§ Records to use:
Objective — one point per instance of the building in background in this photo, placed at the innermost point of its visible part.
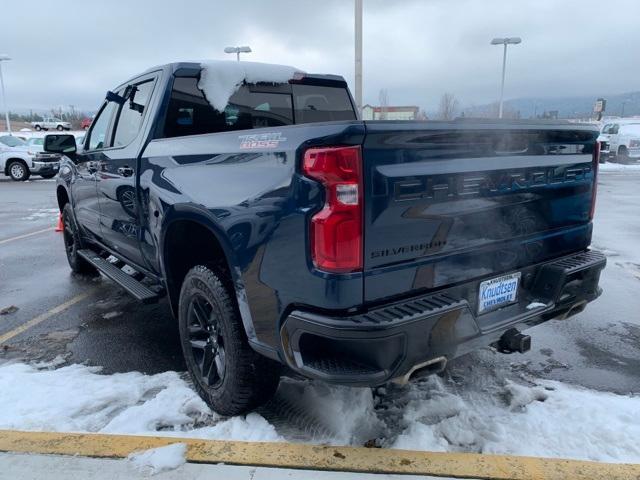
(369, 112)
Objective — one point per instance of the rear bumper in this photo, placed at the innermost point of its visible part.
(389, 341)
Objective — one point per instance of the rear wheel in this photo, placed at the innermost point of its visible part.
(227, 373)
(73, 243)
(18, 170)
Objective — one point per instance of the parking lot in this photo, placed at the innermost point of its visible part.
(50, 315)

§ Your instructions: Convert all of the data above into a JSON list of strings, one string per line, leaving out blank lines and the pictures.

§ Solution to the problem:
[
  "Objective — one point per instance of the building in background in this photo, placed at the innermost point of its visible part.",
  "(369, 112)",
  "Objective — one point per instance of the rear bumper in this photo, placed at the innermost point of its visible part.",
  "(389, 341)",
  "Objective — one point per instance of the rear wheel in this photo, placed at the innermost point of its visible part.",
  "(227, 373)",
  "(73, 243)",
  "(18, 170)",
  "Objective — one point per instance of the parking lot in this photo, placed at the innermost point of its visible part.",
  "(50, 315)"
]